Written problem:
Reproduce all of the records below, substituting "Mark" for each occurrence of "Annotate" and leaving everything else unchanged.

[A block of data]
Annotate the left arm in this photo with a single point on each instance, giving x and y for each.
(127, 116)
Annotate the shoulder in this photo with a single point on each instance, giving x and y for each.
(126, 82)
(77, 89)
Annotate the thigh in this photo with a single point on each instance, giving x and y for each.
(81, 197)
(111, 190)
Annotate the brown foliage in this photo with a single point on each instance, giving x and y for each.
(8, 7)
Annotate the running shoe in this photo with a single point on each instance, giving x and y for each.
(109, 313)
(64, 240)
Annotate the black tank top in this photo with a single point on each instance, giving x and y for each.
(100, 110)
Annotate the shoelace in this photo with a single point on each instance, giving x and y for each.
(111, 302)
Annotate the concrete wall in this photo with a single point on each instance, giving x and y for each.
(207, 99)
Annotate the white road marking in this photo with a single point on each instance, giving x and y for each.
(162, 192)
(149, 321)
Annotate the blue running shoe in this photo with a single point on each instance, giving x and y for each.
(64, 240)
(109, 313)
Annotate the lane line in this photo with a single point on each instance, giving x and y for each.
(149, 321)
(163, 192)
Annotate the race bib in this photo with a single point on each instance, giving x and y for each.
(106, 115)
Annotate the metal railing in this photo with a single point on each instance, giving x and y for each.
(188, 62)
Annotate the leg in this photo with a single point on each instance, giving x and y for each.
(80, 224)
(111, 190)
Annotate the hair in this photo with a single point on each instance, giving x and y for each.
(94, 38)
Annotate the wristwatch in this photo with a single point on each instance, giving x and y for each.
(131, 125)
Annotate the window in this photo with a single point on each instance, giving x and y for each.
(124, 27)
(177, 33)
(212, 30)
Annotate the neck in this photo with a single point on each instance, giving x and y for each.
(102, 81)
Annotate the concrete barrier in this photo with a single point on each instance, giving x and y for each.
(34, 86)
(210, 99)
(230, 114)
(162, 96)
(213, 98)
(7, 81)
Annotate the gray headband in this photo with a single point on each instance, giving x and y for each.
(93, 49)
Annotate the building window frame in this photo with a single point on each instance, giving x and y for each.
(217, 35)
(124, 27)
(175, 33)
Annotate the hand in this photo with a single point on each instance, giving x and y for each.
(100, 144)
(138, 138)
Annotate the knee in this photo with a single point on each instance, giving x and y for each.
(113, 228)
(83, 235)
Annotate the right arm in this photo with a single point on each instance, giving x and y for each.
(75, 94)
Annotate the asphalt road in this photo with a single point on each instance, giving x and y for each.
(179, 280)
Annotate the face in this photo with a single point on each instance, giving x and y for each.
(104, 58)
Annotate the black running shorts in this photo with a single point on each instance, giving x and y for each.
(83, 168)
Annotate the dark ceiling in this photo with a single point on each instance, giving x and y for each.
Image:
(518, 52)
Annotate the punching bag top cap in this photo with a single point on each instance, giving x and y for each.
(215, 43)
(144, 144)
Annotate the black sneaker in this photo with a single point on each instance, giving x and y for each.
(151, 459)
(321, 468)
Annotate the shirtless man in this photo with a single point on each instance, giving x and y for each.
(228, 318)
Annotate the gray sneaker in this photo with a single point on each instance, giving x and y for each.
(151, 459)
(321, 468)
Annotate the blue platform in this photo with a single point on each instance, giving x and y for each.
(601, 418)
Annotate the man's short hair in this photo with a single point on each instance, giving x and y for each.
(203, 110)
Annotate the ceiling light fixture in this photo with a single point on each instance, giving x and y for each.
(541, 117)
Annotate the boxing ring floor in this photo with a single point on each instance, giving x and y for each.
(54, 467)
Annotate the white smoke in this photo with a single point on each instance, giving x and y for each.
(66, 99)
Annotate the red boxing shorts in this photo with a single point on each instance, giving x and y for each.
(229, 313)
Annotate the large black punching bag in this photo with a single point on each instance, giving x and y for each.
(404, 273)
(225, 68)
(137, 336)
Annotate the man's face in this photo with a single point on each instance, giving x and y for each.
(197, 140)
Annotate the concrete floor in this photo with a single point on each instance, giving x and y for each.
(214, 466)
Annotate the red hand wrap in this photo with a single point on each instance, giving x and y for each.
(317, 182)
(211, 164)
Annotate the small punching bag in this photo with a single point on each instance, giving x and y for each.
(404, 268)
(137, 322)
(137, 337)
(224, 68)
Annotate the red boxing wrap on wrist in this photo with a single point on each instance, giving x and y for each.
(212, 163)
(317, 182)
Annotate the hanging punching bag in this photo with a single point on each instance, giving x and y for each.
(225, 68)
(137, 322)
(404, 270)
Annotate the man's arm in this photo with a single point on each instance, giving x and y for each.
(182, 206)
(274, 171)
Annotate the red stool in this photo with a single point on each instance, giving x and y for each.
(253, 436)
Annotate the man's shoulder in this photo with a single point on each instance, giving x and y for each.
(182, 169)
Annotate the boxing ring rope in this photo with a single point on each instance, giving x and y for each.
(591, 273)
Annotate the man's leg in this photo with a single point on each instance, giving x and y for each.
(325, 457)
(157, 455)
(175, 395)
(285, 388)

Exercise output:
Mark the left arm in this photo with a single point on each instance, giving x and y for each.
(127, 116)
Mark the shoulder in this photo with a single point on each instance, giving x and y for each.
(126, 82)
(77, 89)
Mark the thigh in this photo with a single point on each instance, giving x and y for each.
(81, 197)
(111, 190)
Mark the brown foliage in this photo with a single point on each instance, giving x and y for each.
(8, 7)
Mark the running shoe in this photo with a single point on each instance, giving x and y for each.
(109, 313)
(64, 240)
Mark the black tank top in this photo with a single point on each instance, giving x and y for each.
(100, 110)
Mark the shoelace in this photo with a single point on each instance, giving x and y for each.
(111, 302)
Mark the concrete wall in this photo with a single point on each instance, giving x and y for each.
(207, 99)
Mark the white road marking in this photo with a single point on each instance, giving x and y for each.
(162, 192)
(149, 321)
Mark the blue running shoe in this photo with a single point on each instance, giving x and y for each.
(64, 240)
(109, 313)
Mark the lane line in this photo with a single point on each instance, giving x and y for each.
(149, 321)
(163, 192)
Mark the race bib in this photo with a single point on each instance, giving x and y for each.
(106, 115)
Mark the metal railing in this photo with a single point on each instance, giving x and y for each.
(188, 62)
Mark the leg in this photo with a single point on each instance, giving x and y for each.
(80, 224)
(111, 190)
Mark the hair in this photo with a single point on each instance, giving x and y for each.
(94, 38)
Mark the wristwatch in this photo with a single point on each instance, giving x and y for each.
(131, 125)
Mark the window in this photo with a single point on each instance, giving x and y for each.
(124, 27)
(177, 33)
(212, 30)
Mark the neck in this photo with a single point on each instance, giving x and y for each.
(102, 81)
Mark the concrete barrier in this photo with a single point on each instance, giving x and y for each.
(34, 86)
(210, 99)
(230, 114)
(162, 96)
(213, 98)
(7, 81)
Mark the gray headband in this photo with a single point on each instance, giving x and y for each.
(93, 49)
Mark the building window frame in this photo with a single point on each instance, giving x and y for each.
(217, 35)
(124, 27)
(175, 33)
Mark the hand in this photo with a single point on each instance, giving x and y for each.
(100, 144)
(138, 138)
Mark the knee in this photo with a single point on each instance, giving x and y for each.
(113, 228)
(83, 235)
Mark the right arm in this photo with a single point on each instance, giving x and y for each.
(75, 94)
Mark the asphalt road in this photo with a single point on each instance, giving x and y for each.
(179, 280)
Mark the face in this photo with a single point on each instance, giving x and y for each.
(104, 58)
Mark the black running shorts in this photo with a single point on each instance, giving x and y for each.
(83, 168)
Mark the dark ceiling in this photo with a single point on each instance, giving x and y for each.
Image:
(518, 52)
Mark the punching bag top cap in this photo with a single point on each instance, giving x and y for each.
(215, 43)
(144, 144)
Mark the black sneaker in this photo with a single point on each instance, giving x and y for each.
(151, 459)
(321, 468)
Mark the shirtless man in this photo with a single point on each instance, giving x and y for each.
(228, 318)
Mark the gray sneaker in this photo with a single point on each instance, giving x and y for each.
(151, 459)
(321, 468)
Mark the blue platform in this photo with a single point on each instance, giving x and y for each.
(601, 418)
Mark the man's short hair in this photo with a single point on each instance, giving x and y for each.
(203, 110)
Mark the ceiling light fixture in this photo with a single point on each instance, giving x and y for each.
(541, 117)
Mark the boxing ring floor in this photo with a single point on each instance, giving x and y for each.
(54, 467)
Mark the white smoke in this photo with a single point on each instance, giving x and y for each.
(66, 99)
Mark the red boxing shorts in this photo with a single point on each instance, giving x and y for each.
(229, 313)
Mark the large black punching bag in this photo with a single point on each instance, giving x and y for each.
(404, 273)
(225, 68)
(137, 336)
Mark the man's face in this photo with a single point on each instance, giving x and y for each.
(197, 140)
Mark the concrete floor in this photo with a single point on each instance, giving x and y for each.
(214, 466)
Mark the red hand wrap in this photo with a single point on each instance, giving x and y for each.
(317, 182)
(211, 164)
Mark the small punching bag in this photo with a single point on each instance, giving x and y for each.
(404, 268)
(137, 322)
(137, 337)
(224, 68)
Mark the red boxing wrap on wrist in this photo with a single point on each instance, giving x and y for each.
(212, 163)
(317, 182)
Mark the hanging punching bag in this photo with a single point on each instance, giving x and y for each.
(225, 68)
(137, 322)
(404, 270)
Mark the man's arm in this photo with a single point on each instance, giving x and y for each.
(182, 206)
(274, 171)
Mark the red stool in this photo with a single point on each instance, giving x and y for each.
(253, 436)
Mark the man's shoulder in this photo with a single point on each instance, giving x and y for each.
(182, 169)
Mark the boxing ring rope in this photo with a single point on each instance, giving x and y for each.
(591, 273)
Mark the man's leg in this photo with a single point on each instance, giving x and y for each.
(325, 457)
(157, 455)
(175, 395)
(285, 388)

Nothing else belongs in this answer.